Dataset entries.
>>>

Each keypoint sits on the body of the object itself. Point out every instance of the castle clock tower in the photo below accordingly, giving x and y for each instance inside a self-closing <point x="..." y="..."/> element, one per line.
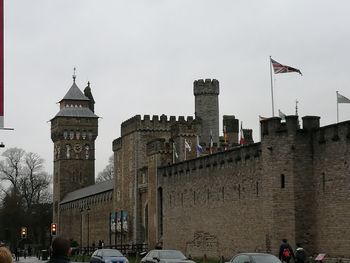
<point x="73" y="131"/>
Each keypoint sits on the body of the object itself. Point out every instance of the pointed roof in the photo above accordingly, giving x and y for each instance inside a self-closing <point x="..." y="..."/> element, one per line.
<point x="74" y="93"/>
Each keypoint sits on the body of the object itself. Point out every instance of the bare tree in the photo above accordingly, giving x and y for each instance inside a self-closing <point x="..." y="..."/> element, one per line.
<point x="26" y="197"/>
<point x="34" y="181"/>
<point x="11" y="167"/>
<point x="108" y="171"/>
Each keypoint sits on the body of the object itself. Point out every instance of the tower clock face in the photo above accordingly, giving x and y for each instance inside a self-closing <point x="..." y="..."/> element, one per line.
<point x="77" y="148"/>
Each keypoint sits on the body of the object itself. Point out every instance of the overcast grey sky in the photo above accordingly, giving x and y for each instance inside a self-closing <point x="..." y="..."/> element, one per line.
<point x="142" y="57"/>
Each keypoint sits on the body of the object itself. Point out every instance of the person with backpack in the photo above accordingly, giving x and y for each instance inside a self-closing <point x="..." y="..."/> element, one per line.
<point x="300" y="255"/>
<point x="285" y="251"/>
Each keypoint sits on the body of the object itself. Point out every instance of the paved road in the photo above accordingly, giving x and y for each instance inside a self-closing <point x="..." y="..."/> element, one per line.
<point x="32" y="260"/>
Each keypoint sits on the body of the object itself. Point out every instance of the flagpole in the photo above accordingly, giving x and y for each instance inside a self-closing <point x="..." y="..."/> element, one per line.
<point x="337" y="107"/>
<point x="173" y="153"/>
<point x="273" y="109"/>
<point x="185" y="149"/>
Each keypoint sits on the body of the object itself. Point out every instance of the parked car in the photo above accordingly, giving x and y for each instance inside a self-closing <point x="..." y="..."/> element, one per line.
<point x="106" y="255"/>
<point x="254" y="258"/>
<point x="165" y="256"/>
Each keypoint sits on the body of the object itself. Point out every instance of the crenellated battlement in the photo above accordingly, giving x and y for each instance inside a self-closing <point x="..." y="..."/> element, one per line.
<point x="158" y="146"/>
<point x="273" y="126"/>
<point x="207" y="86"/>
<point x="117" y="144"/>
<point x="332" y="133"/>
<point x="156" y="123"/>
<point x="234" y="157"/>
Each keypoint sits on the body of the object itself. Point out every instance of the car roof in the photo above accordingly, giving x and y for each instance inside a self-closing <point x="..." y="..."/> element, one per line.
<point x="253" y="253"/>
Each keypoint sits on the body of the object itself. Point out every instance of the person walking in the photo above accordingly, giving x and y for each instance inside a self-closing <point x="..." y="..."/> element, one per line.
<point x="285" y="251"/>
<point x="5" y="255"/>
<point x="16" y="254"/>
<point x="300" y="255"/>
<point x="60" y="250"/>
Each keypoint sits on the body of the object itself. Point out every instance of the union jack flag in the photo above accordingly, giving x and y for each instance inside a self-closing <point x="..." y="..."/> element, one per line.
<point x="279" y="68"/>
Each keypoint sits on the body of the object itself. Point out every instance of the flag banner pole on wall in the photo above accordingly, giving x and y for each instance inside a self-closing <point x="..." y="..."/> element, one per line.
<point x="2" y="65"/>
<point x="273" y="109"/>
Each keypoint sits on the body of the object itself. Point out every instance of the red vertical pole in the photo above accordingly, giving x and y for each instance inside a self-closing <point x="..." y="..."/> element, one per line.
<point x="2" y="64"/>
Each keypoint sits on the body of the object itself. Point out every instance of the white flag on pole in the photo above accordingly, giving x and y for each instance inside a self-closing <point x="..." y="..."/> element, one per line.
<point x="342" y="99"/>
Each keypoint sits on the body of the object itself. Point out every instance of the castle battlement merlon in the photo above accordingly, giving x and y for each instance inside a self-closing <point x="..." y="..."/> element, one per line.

<<<

What to do. Each entry above has to be set down again verbatim, except for its pictures.

Answer to this exercise.
Each keypoint sits on the body of the object itself. Point out every instance of the castle clock tower in the photo below accordingly, giving x and y for each instance inside a self-closing <point x="..." y="..."/> element, one per line.
<point x="73" y="131"/>
Each keypoint sits on the body of the object itself. Point out every instance of the pointed roof in the photo above accordingly, giving x and y for each instance inside a self-closing <point x="..." y="..."/> element, one per line.
<point x="74" y="93"/>
Each keypoint sits on the body of the object itself. Point out every instance of the bare tree in the photo above accordingly, giving x and y for each instance inside a self-closing <point x="..." y="..."/> element, one per line.
<point x="26" y="197"/>
<point x="34" y="181"/>
<point x="11" y="167"/>
<point x="108" y="171"/>
Each keypoint sits on the body of the object itself. Point out every instance of the tower clock face in the photo above accordingly, giving x and y for each instance inside a self-closing <point x="..." y="..."/> element, one per line.
<point x="77" y="148"/>
Each keypoint sits on the body of the object itself. Point out every instance of the overcast grey sky in the photo above accordingly, giving x and y for each instance inside a self-closing <point x="..." y="..."/> element, one per line.
<point x="142" y="57"/>
Each keypoint sits on the body of the object itself. Point out every instance of the person with backpack in the photo above accordingly, giving x and y for each instance inside a self-closing <point x="..." y="..."/> element, one per line.
<point x="300" y="255"/>
<point x="285" y="251"/>
Each keypoint sits on the body of the object itself. Point out every instance of the paved road in the photo above accordingly, giving x and y for each instance inside a self-closing <point x="..." y="..."/> element, one per line.
<point x="32" y="260"/>
Each keypoint sits on the body of the object itself. Point out every instance of the flagpole in the photo above accordingly, giving x and y for each instance inside a self-closing <point x="..." y="..."/> element, one per line.
<point x="337" y="107"/>
<point x="173" y="153"/>
<point x="273" y="109"/>
<point x="185" y="149"/>
Each keypoint sits on the body of the object itself. Point out every instance of the parked car in the photo above accordingly, giving x and y for each instance inside a self-closing <point x="..." y="..."/> element, one per line.
<point x="106" y="255"/>
<point x="254" y="258"/>
<point x="165" y="256"/>
Each keypoint sits on the body of the object itself. Point out every instance of the crenellated battlement in the photo above accordingly, giving x and y for each instance inside a self-closing <point x="..." y="..."/> element, one per line.
<point x="158" y="146"/>
<point x="273" y="126"/>
<point x="207" y="86"/>
<point x="117" y="144"/>
<point x="332" y="133"/>
<point x="156" y="123"/>
<point x="234" y="157"/>
Each keypoint sits on the body of the object itself. Point out every instance of the car roof in the photo above accordingly, giving x and y for each instance inside a self-closing <point x="..." y="..."/> element, one per line.
<point x="253" y="253"/>
Each keypoint sits on the body of the object itself. Point out every instance of the person walking in the photo above accordingly, giving x and y for each instance inside a self-closing <point x="..." y="..."/> element, one per line.
<point x="285" y="251"/>
<point x="5" y="255"/>
<point x="16" y="254"/>
<point x="300" y="255"/>
<point x="60" y="250"/>
Each keypoint sits on the body of the object itself. Point out every instance of the union jack flag in the photo above accordingly, giving x and y for each instance inside a self-closing <point x="..." y="..."/> element, one per line.
<point x="279" y="68"/>
Each keypoint sits on the body of the object itself. Point out every instance of the flag banner pole on wall in the photo above accordingly, giving x and y for each instance inside a self-closing <point x="..." y="..."/> element, one per line.
<point x="2" y="65"/>
<point x="273" y="109"/>
Each keypoint sits on the body of the object itself. Point out every instance of the red vertical pole in the photo above accordingly, giving x and y for each instance inside a self-closing <point x="..." y="..."/> element, one per line.
<point x="2" y="64"/>
Each keypoint sits on the body of the object itself. Point out every instance of the white flag on pole in the photo above accordingly, giving x and y for each instance inside a self-closing <point x="..." y="..."/> element, one per line.
<point x="342" y="99"/>
Each keypoint sits on the body of the object itself. Point out every instance of the castle battlement merlon in the photo above accordingly, giving x and y for each instance inside a self-closing <point x="..." y="..."/> element, one per line.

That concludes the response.